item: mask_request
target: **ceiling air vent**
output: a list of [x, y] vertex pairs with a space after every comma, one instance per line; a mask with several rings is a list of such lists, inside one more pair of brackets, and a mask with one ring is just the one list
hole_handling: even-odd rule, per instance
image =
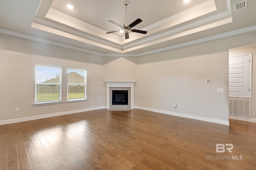
[[240, 2], [237, 3], [234, 5], [234, 11], [241, 10], [246, 8], [247, 6], [247, 0], [245, 0]]

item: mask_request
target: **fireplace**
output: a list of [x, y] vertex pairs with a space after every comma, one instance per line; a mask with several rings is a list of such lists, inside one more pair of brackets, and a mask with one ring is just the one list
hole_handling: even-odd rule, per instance
[[107, 110], [110, 111], [133, 110], [134, 107], [134, 82], [106, 82]]
[[128, 105], [128, 90], [112, 90], [112, 105]]

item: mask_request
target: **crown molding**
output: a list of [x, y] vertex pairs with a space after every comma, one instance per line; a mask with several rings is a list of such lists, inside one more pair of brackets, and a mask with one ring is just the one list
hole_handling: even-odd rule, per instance
[[21, 38], [23, 38], [30, 40], [35, 41], [41, 43], [45, 43], [50, 45], [54, 45], [57, 46], [66, 48], [69, 49], [76, 50], [81, 52], [83, 52], [89, 54], [93, 54], [96, 55], [100, 56], [102, 57], [140, 57], [144, 55], [150, 55], [156, 53], [162, 52], [165, 51], [169, 51], [174, 49], [185, 47], [186, 46], [192, 45], [193, 45], [197, 44], [200, 43], [205, 43], [207, 41], [210, 41], [218, 39], [228, 37], [230, 37], [236, 35], [240, 34], [247, 32], [249, 32], [256, 30], [256, 25], [240, 29], [227, 32], [226, 33], [217, 34], [203, 38], [200, 39], [196, 39], [194, 41], [186, 42], [184, 43], [181, 43], [178, 44], [176, 44], [164, 48], [162, 48], [154, 50], [152, 50], [146, 52], [141, 53], [140, 53], [134, 54], [104, 54], [102, 53], [98, 53], [96, 51], [92, 51], [86, 50], [86, 49], [81, 48], [77, 47], [71, 45], [67, 45], [60, 43], [58, 43], [52, 41], [48, 40], [45, 39], [38, 38], [36, 37], [28, 35], [22, 34], [11, 31], [7, 30], [6, 29], [0, 28], [0, 33], [5, 34], [13, 35]]

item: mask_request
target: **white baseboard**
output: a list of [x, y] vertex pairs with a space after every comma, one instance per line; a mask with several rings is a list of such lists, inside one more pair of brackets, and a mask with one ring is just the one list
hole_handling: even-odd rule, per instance
[[76, 113], [82, 112], [84, 111], [90, 111], [91, 110], [98, 110], [98, 109], [106, 109], [106, 106], [100, 106], [96, 107], [92, 107], [88, 109], [80, 109], [79, 110], [72, 110], [70, 111], [64, 111], [63, 112], [56, 113], [54, 113], [48, 114], [47, 115], [39, 115], [38, 116], [31, 116], [29, 117], [22, 117], [18, 119], [14, 119], [4, 121], [0, 121], [0, 125], [12, 123], [14, 123], [20, 122], [24, 121], [28, 121], [32, 120], [35, 120], [39, 119], [45, 118], [47, 117], [53, 117], [54, 116], [60, 116], [62, 115], [68, 115], [69, 114], [75, 113]]
[[165, 110], [158, 110], [156, 109], [151, 109], [150, 108], [144, 107], [140, 106], [134, 106], [134, 108], [142, 109], [143, 110], [148, 110], [149, 111], [154, 111], [155, 112], [160, 113], [161, 113], [167, 114], [180, 117], [186, 117], [189, 119], [192, 119], [196, 120], [199, 120], [202, 121], [207, 121], [209, 122], [214, 123], [215, 123], [221, 124], [222, 125], [229, 125], [229, 121], [225, 121], [222, 120], [217, 119], [215, 119], [209, 118], [208, 117], [202, 117], [200, 116], [194, 116], [193, 115], [186, 115], [186, 114], [179, 113], [178, 113], [172, 112], [171, 111], [166, 111]]
[[239, 116], [229, 115], [228, 118], [230, 119], [235, 119], [237, 120], [243, 120], [244, 121], [251, 121], [252, 122], [256, 122], [256, 119], [250, 118], [249, 117], [240, 117]]
[[[139, 109], [142, 110], [148, 110], [149, 111], [154, 111], [157, 113], [160, 113], [164, 114], [167, 114], [168, 115], [172, 115], [176, 116], [179, 116], [182, 117], [186, 117], [189, 119], [192, 119], [196, 120], [199, 120], [205, 121], [214, 123], [216, 123], [221, 124], [224, 125], [229, 125], [229, 122], [228, 121], [225, 121], [222, 120], [216, 119], [215, 119], [209, 118], [204, 117], [201, 117], [200, 116], [194, 116], [192, 115], [186, 115], [185, 114], [179, 113], [177, 113], [172, 112], [171, 111], [166, 111], [165, 110], [158, 110], [150, 108], [144, 107], [140, 106], [134, 106], [134, 109]], [[31, 116], [29, 117], [22, 117], [18, 119], [14, 119], [4, 121], [0, 121], [0, 125], [4, 125], [6, 124], [12, 123], [14, 123], [20, 122], [24, 121], [28, 121], [32, 120], [35, 120], [39, 119], [42, 119], [47, 117], [53, 117], [54, 116], [60, 116], [62, 115], [68, 115], [69, 114], [75, 113], [76, 113], [82, 112], [84, 111], [88, 111], [91, 110], [97, 110], [98, 109], [106, 109], [106, 106], [100, 106], [96, 107], [89, 108], [88, 109], [81, 109], [79, 110], [72, 110], [70, 111], [64, 111], [62, 112], [56, 113], [54, 113], [48, 114], [47, 115], [39, 115], [38, 116]], [[229, 118], [231, 119], [239, 119], [240, 120], [246, 120], [247, 121], [253, 121], [256, 122], [256, 119], [250, 119], [245, 117], [236, 117], [234, 116], [234, 118], [233, 118], [234, 116], [229, 116]]]

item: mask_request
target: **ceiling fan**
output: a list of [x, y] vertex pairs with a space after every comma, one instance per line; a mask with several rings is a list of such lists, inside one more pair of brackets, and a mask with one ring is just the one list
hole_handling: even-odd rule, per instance
[[[124, 5], [125, 5], [125, 23], [127, 23], [127, 5], [128, 5], [128, 1], [126, 1], [124, 2]], [[112, 21], [112, 20], [110, 20], [109, 21], [108, 21], [111, 22], [112, 23], [114, 23], [114, 24], [120, 27], [122, 29], [117, 30], [117, 31], [112, 31], [108, 32], [106, 33], [107, 34], [109, 34], [110, 33], [113, 33], [116, 32], [124, 32], [124, 35], [125, 35], [126, 39], [128, 39], [129, 38], [129, 33], [128, 33], [129, 31], [132, 32], [141, 33], [144, 34], [146, 34], [147, 32], [148, 32], [148, 31], [145, 31], [139, 30], [138, 29], [132, 29], [132, 27], [136, 25], [137, 24], [138, 24], [139, 23], [140, 23], [140, 22], [142, 21], [142, 20], [140, 19], [140, 18], [137, 19], [137, 20], [134, 21], [133, 22], [132, 22], [132, 23], [131, 23], [130, 25], [127, 24], [127, 23], [124, 23], [122, 25], [121, 25], [116, 23], [114, 21]]]

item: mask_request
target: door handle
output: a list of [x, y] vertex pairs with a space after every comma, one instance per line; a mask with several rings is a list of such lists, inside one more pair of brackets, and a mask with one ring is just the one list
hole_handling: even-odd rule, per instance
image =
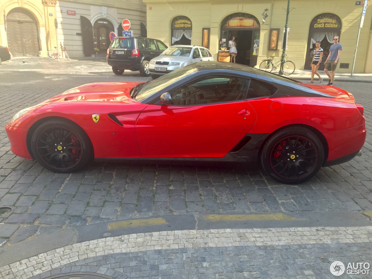
[[249, 115], [250, 114], [250, 113], [249, 112], [249, 110], [246, 109], [242, 110], [240, 110], [240, 111], [238, 113], [238, 114], [242, 115]]

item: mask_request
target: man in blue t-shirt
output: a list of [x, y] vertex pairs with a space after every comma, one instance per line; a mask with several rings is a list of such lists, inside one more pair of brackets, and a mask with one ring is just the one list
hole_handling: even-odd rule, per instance
[[[327, 60], [324, 62], [324, 72], [329, 78], [329, 82], [327, 85], [333, 85], [333, 80], [334, 80], [334, 71], [337, 67], [337, 63], [340, 59], [340, 55], [342, 50], [342, 46], [339, 42], [340, 37], [335, 36], [333, 37], [333, 44], [331, 46], [329, 49], [329, 54]], [[329, 74], [329, 71], [331, 71], [331, 74]]]

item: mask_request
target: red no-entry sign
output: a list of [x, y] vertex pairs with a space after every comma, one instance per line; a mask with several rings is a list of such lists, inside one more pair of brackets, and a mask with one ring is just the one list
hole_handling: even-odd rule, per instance
[[129, 19], [125, 19], [122, 22], [121, 26], [123, 26], [123, 29], [127, 31], [131, 28], [131, 22]]

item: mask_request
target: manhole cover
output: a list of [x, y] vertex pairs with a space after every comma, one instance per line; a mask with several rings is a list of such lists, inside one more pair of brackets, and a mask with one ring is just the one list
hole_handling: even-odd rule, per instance
[[7, 217], [13, 211], [13, 209], [10, 206], [0, 206], [0, 218]]

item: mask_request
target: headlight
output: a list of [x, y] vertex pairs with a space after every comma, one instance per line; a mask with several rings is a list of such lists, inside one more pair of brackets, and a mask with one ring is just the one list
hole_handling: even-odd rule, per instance
[[12, 121], [14, 121], [20, 116], [25, 114], [25, 113], [29, 110], [32, 107], [32, 106], [30, 106], [29, 108], [26, 108], [25, 109], [23, 109], [22, 110], [19, 111], [16, 113], [15, 115], [13, 116], [13, 118], [12, 119]]

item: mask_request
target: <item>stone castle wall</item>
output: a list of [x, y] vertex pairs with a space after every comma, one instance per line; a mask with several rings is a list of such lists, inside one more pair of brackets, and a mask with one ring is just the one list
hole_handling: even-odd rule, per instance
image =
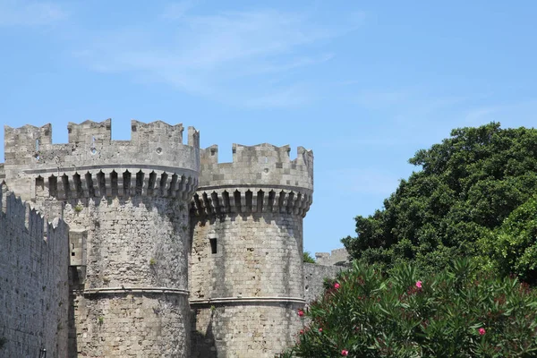
[[193, 347], [199, 357], [273, 357], [302, 322], [303, 218], [311, 203], [313, 156], [269, 144], [200, 151], [191, 266]]
[[5, 180], [70, 227], [69, 356], [188, 357], [189, 204], [199, 133], [132, 121], [5, 129]]
[[3, 357], [67, 355], [68, 227], [0, 185], [0, 350]]
[[[69, 311], [61, 335], [47, 323], [49, 356], [273, 357], [291, 345], [325, 271], [306, 266], [304, 281], [312, 152], [234, 144], [218, 163], [193, 127], [187, 144], [182, 124], [132, 121], [131, 141], [111, 131], [69, 124], [69, 142], [53, 144], [50, 124], [5, 127], [0, 182], [69, 226], [55, 268], [66, 268]], [[28, 224], [6, 217], [15, 240]]]

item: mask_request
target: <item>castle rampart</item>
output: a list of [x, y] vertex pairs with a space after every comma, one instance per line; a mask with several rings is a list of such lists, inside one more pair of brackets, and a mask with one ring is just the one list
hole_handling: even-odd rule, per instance
[[311, 204], [313, 155], [300, 147], [291, 160], [288, 146], [234, 144], [232, 163], [217, 163], [217, 146], [200, 157], [192, 201], [195, 356], [213, 356], [212, 349], [272, 357], [292, 344], [296, 310], [305, 303], [303, 217]]
[[67, 355], [68, 227], [0, 184], [0, 339], [4, 357]]
[[189, 204], [198, 186], [199, 132], [132, 121], [5, 128], [5, 180], [70, 226], [70, 356], [187, 357]]
[[[11, 266], [0, 266], [0, 282], [3, 272], [9, 280], [30, 272], [32, 285], [65, 287], [44, 291], [43, 301], [24, 287], [22, 306], [5, 306], [14, 313], [4, 331], [21, 320], [30, 327], [21, 316], [27, 308], [47, 320], [23, 337], [4, 334], [9, 345], [34, 345], [7, 352], [31, 356], [38, 345], [56, 345], [49, 355], [272, 357], [291, 345], [306, 303], [303, 219], [312, 202], [312, 152], [299, 147], [292, 160], [288, 146], [234, 144], [233, 162], [218, 163], [217, 147], [200, 149], [193, 127], [186, 144], [182, 124], [132, 121], [130, 141], [113, 141], [112, 129], [109, 119], [70, 123], [68, 142], [55, 144], [50, 124], [5, 126], [0, 183], [64, 221], [48, 227], [14, 197], [4, 200], [0, 240], [11, 248], [0, 265]], [[35, 240], [47, 234], [61, 237], [62, 247]], [[39, 243], [30, 252], [41, 245], [30, 259], [19, 240], [25, 235]], [[54, 279], [15, 272], [20, 260], [58, 272]], [[4, 302], [18, 298], [0, 291]], [[66, 302], [68, 313], [40, 313], [47, 300]], [[35, 335], [44, 336], [32, 343]]]

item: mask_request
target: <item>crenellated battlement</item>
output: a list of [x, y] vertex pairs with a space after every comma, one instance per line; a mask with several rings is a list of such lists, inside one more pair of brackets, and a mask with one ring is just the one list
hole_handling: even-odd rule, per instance
[[110, 119], [67, 126], [69, 142], [53, 144], [52, 126], [4, 126], [5, 181], [25, 200], [38, 186], [58, 199], [163, 195], [186, 198], [198, 185], [200, 132], [183, 124], [132, 120], [131, 141], [112, 141]]
[[198, 216], [227, 213], [288, 213], [304, 217], [312, 202], [313, 152], [263, 143], [233, 145], [233, 162], [218, 163], [218, 147], [200, 150]]
[[230, 192], [200, 191], [194, 194], [192, 208], [196, 216], [286, 213], [303, 217], [311, 202], [308, 192], [249, 187]]
[[289, 146], [264, 143], [233, 145], [233, 162], [218, 163], [218, 147], [200, 150], [200, 189], [243, 185], [313, 190], [313, 152], [298, 147], [291, 160]]

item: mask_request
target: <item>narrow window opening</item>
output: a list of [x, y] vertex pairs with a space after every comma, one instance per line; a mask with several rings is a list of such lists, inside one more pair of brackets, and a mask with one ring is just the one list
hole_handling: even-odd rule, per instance
[[217, 239], [209, 239], [210, 243], [210, 252], [217, 253]]

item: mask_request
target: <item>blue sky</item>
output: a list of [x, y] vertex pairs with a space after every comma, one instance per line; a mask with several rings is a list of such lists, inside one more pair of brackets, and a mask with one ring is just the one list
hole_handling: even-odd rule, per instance
[[0, 0], [1, 122], [311, 149], [304, 247], [327, 251], [452, 128], [536, 122], [537, 3], [432, 3]]

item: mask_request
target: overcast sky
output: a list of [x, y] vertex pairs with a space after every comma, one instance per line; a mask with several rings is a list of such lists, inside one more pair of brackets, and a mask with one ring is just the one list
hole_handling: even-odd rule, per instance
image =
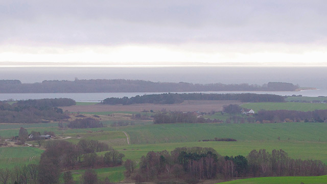
[[0, 0], [0, 61], [327, 62], [327, 1]]

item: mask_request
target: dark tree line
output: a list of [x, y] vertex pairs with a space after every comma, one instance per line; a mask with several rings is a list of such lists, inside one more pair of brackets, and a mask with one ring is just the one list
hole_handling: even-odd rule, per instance
[[20, 101], [12, 105], [0, 101], [0, 123], [47, 123], [51, 120], [66, 119], [69, 118], [68, 114], [64, 113], [62, 109], [53, 105], [67, 104], [65, 102], [72, 100], [68, 99], [29, 100]]
[[67, 126], [71, 128], [89, 128], [103, 127], [103, 125], [98, 120], [87, 118], [69, 122]]
[[297, 110], [260, 110], [255, 115], [255, 120], [262, 123], [283, 122], [327, 122], [327, 110], [315, 110], [303, 112]]
[[153, 82], [138, 80], [96, 79], [45, 80], [41, 83], [21, 83], [19, 80], [0, 80], [0, 93], [183, 92], [210, 91], [294, 91], [297, 85], [269, 82], [249, 84], [193, 84], [186, 82]]
[[102, 101], [103, 104], [130, 105], [134, 104], [153, 103], [172, 104], [180, 103], [184, 100], [239, 100], [242, 102], [284, 102], [283, 97], [269, 94], [163, 94], [159, 95], [137, 95], [134, 97], [108, 98]]
[[213, 139], [209, 139], [209, 140], [203, 140], [202, 141], [199, 141], [199, 142], [200, 141], [203, 141], [203, 142], [208, 142], [208, 141], [225, 141], [225, 142], [230, 142], [230, 141], [237, 141], [237, 140], [234, 139], [232, 139], [232, 138], [218, 138], [218, 137], [215, 137]]
[[40, 110], [55, 107], [65, 107], [76, 105], [75, 100], [68, 98], [44, 99], [39, 100], [19, 100], [15, 105], [20, 107], [33, 107]]
[[211, 148], [177, 148], [149, 152], [141, 158], [139, 168], [132, 175], [136, 182], [183, 179], [199, 180], [245, 177], [319, 176], [326, 174], [320, 160], [294, 159], [282, 150], [271, 153], [253, 150], [245, 157], [222, 156]]
[[172, 112], [169, 113], [157, 113], [153, 117], [153, 123], [220, 123], [221, 121], [216, 119], [197, 118], [197, 115], [192, 112], [183, 113]]
[[[94, 168], [122, 164], [125, 155], [98, 141], [81, 140], [77, 145], [62, 140], [47, 143], [38, 167], [38, 183], [57, 183], [65, 170]], [[104, 156], [96, 152], [106, 151]], [[69, 179], [67, 173], [67, 180]]]

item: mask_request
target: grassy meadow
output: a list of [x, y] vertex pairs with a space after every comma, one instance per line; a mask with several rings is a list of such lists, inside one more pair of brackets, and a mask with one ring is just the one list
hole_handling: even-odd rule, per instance
[[253, 109], [258, 112], [260, 110], [289, 110], [302, 111], [327, 109], [327, 104], [298, 102], [260, 102], [248, 103], [241, 105], [242, 107]]
[[220, 184], [321, 184], [327, 183], [327, 175], [319, 176], [265, 177], [238, 179]]
[[[287, 99], [287, 100], [288, 98]], [[77, 105], [95, 105], [97, 103], [78, 102]], [[302, 111], [327, 109], [327, 104], [322, 103], [251, 103], [242, 107], [252, 109], [255, 111], [266, 110], [287, 109]], [[132, 114], [141, 113], [152, 116], [151, 112], [132, 111], [99, 111], [79, 112], [80, 114], [105, 115], [117, 113]], [[239, 116], [243, 116], [240, 114]], [[216, 113], [205, 115], [204, 118], [225, 120], [228, 114]], [[32, 130], [54, 131], [60, 139], [74, 144], [81, 139], [98, 140], [106, 143], [125, 154], [124, 160], [131, 159], [139, 161], [149, 151], [170, 151], [176, 147], [198, 146], [212, 147], [222, 155], [246, 156], [253, 149], [265, 149], [269, 152], [273, 149], [283, 149], [291, 158], [302, 159], [320, 159], [327, 164], [327, 124], [323, 123], [282, 123], [273, 124], [225, 124], [177, 123], [153, 124], [151, 121], [122, 120], [129, 125], [111, 127], [118, 121], [102, 122], [106, 127], [86, 129], [59, 129], [58, 123], [0, 124], [0, 136], [10, 137], [18, 135], [20, 127], [27, 128], [29, 133]], [[133, 125], [131, 125], [133, 123]], [[126, 132], [130, 144], [127, 144]], [[200, 140], [218, 138], [232, 138], [237, 142], [199, 142]], [[34, 142], [29, 144], [37, 145]], [[39, 161], [41, 149], [34, 147], [0, 147], [0, 168], [13, 168], [15, 165]], [[105, 152], [98, 152], [103, 155]], [[101, 179], [108, 177], [111, 182], [120, 182], [125, 179], [123, 166], [96, 169]], [[79, 181], [85, 170], [72, 170], [74, 180]], [[236, 180], [226, 183], [320, 183], [326, 182], [326, 176], [318, 177], [265, 177]]]

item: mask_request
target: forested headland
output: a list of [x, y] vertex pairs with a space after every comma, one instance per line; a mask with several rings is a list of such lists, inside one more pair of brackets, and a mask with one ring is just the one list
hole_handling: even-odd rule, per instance
[[18, 80], [1, 80], [0, 93], [190, 92], [210, 91], [295, 91], [297, 85], [268, 82], [263, 85], [193, 84], [187, 82], [151, 82], [139, 80], [92, 79], [44, 80], [22, 83]]
[[184, 100], [239, 100], [242, 102], [283, 102], [285, 101], [285, 99], [282, 96], [269, 94], [168, 93], [158, 95], [137, 95], [131, 98], [108, 98], [104, 99], [102, 103], [109, 105], [130, 105], [143, 103], [172, 104], [180, 103]]

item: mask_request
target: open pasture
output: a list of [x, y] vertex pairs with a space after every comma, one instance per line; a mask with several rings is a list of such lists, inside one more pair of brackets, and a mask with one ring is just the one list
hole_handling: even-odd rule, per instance
[[[288, 141], [237, 141], [237, 142], [196, 142], [188, 143], [162, 143], [146, 145], [129, 145], [113, 146], [125, 155], [124, 159], [139, 160], [149, 151], [171, 151], [177, 147], [212, 147], [221, 155], [242, 155], [247, 156], [253, 149], [265, 149], [271, 152], [273, 149], [283, 149], [292, 158], [320, 159], [327, 164], [327, 143]], [[98, 153], [104, 154], [105, 152]]]
[[[95, 171], [98, 174], [98, 177], [101, 180], [104, 180], [108, 177], [110, 182], [119, 182], [125, 178], [124, 166], [114, 167], [106, 168], [95, 169]], [[85, 172], [84, 169], [75, 170], [71, 171], [73, 173], [74, 181], [79, 183], [81, 180], [81, 176]]]
[[122, 131], [104, 131], [100, 132], [79, 132], [65, 134], [66, 137], [71, 137], [66, 141], [77, 144], [81, 139], [97, 140], [110, 146], [127, 144], [126, 135]]
[[61, 107], [63, 110], [70, 112], [141, 112], [144, 110], [158, 111], [165, 109], [167, 111], [209, 112], [212, 110], [222, 111], [224, 105], [241, 104], [238, 101], [233, 100], [185, 100], [183, 103], [174, 104], [138, 104], [132, 105], [74, 105]]
[[242, 104], [242, 107], [253, 109], [254, 111], [262, 109], [267, 110], [289, 110], [302, 111], [327, 109], [327, 104], [298, 102], [260, 102]]
[[327, 175], [319, 176], [264, 177], [238, 179], [220, 184], [306, 184], [326, 183]]
[[196, 142], [205, 139], [232, 138], [238, 141], [327, 142], [327, 124], [178, 123], [122, 127], [131, 144]]
[[38, 148], [28, 147], [0, 148], [0, 168], [38, 164], [43, 152]]
[[307, 101], [311, 102], [313, 101], [323, 101], [327, 100], [327, 97], [287, 97], [285, 100], [288, 102], [291, 101]]

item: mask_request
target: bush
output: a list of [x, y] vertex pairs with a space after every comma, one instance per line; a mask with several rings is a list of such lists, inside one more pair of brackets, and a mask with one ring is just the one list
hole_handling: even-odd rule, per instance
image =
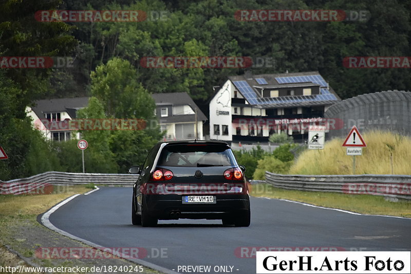
[[275, 133], [270, 136], [269, 140], [272, 143], [282, 144], [282, 143], [291, 143], [294, 139], [292, 136], [290, 136], [286, 132], [282, 132], [279, 134]]
[[259, 145], [257, 145], [255, 149], [253, 148], [249, 151], [243, 149], [234, 151], [233, 152], [238, 164], [246, 167], [245, 175], [249, 179], [253, 178], [253, 174], [257, 167], [257, 161], [268, 155], [268, 153]]
[[283, 162], [273, 156], [266, 156], [259, 160], [253, 178], [254, 180], [265, 180], [266, 171], [274, 173], [286, 174], [288, 172], [292, 161]]
[[[390, 174], [391, 152], [394, 174], [411, 174], [411, 138], [394, 133], [369, 131], [363, 134], [367, 147], [356, 157], [357, 174]], [[352, 174], [352, 156], [341, 147], [344, 139], [334, 138], [325, 143], [324, 150], [307, 150], [302, 153], [291, 167], [292, 174]], [[395, 150], [389, 149], [389, 144]]]

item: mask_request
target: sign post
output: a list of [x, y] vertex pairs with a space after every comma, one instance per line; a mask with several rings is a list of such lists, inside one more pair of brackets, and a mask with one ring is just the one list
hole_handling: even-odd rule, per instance
[[9, 158], [9, 156], [4, 152], [3, 148], [0, 147], [0, 160], [6, 160]]
[[355, 125], [345, 138], [343, 147], [347, 148], [347, 155], [352, 155], [352, 173], [356, 174], [356, 155], [362, 155], [363, 148], [367, 147], [360, 132]]
[[85, 140], [80, 140], [77, 143], [77, 147], [81, 150], [81, 155], [83, 159], [83, 173], [84, 173], [84, 150], [88, 147], [88, 143]]
[[308, 129], [308, 149], [323, 150], [325, 141], [325, 126], [310, 125]]

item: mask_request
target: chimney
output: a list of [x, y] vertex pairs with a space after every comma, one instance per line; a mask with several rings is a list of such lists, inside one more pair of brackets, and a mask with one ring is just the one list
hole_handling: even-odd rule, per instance
[[244, 72], [244, 77], [247, 80], [253, 80], [253, 72], [251, 69], [246, 69]]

TASK INSTRUCTIONS
Reproduce the data from its start through the line containing "[[128, 105], [128, 90], [112, 90], [112, 105]]", inclusive, with every polygon vertex coordinate multiplied by 1.8 and rounded to a whole number (halves up), and keep all other text unchanged. Leave the pictures out.

THE RESULT
item: mask_request
target: **ceiling air vent**
output: a list of [x, y] vertex pairs with a space after every comma, one instance per line; a mask with several rings is a list of such lists, inside one more pair of brackets, and a mask with one ring is just the one list
hole_handling: even-odd rule, per instance
image =
[[432, 4], [427, 5], [421, 9], [421, 20], [434, 18], [443, 14], [445, 11], [445, 0], [441, 0]]

item: mask_request
target: **fireplace**
output: a list of [x, y] vertex pairs with a space after every comma, one instance per line; a mask with several rings is a list of such lists, inside one more pair of brackets, and a mask with one ring is just the one list
hole_handling: even-odd rule, per instance
[[193, 198], [198, 200], [239, 198], [241, 193], [241, 148], [191, 148]]
[[230, 189], [230, 162], [202, 162], [202, 189]]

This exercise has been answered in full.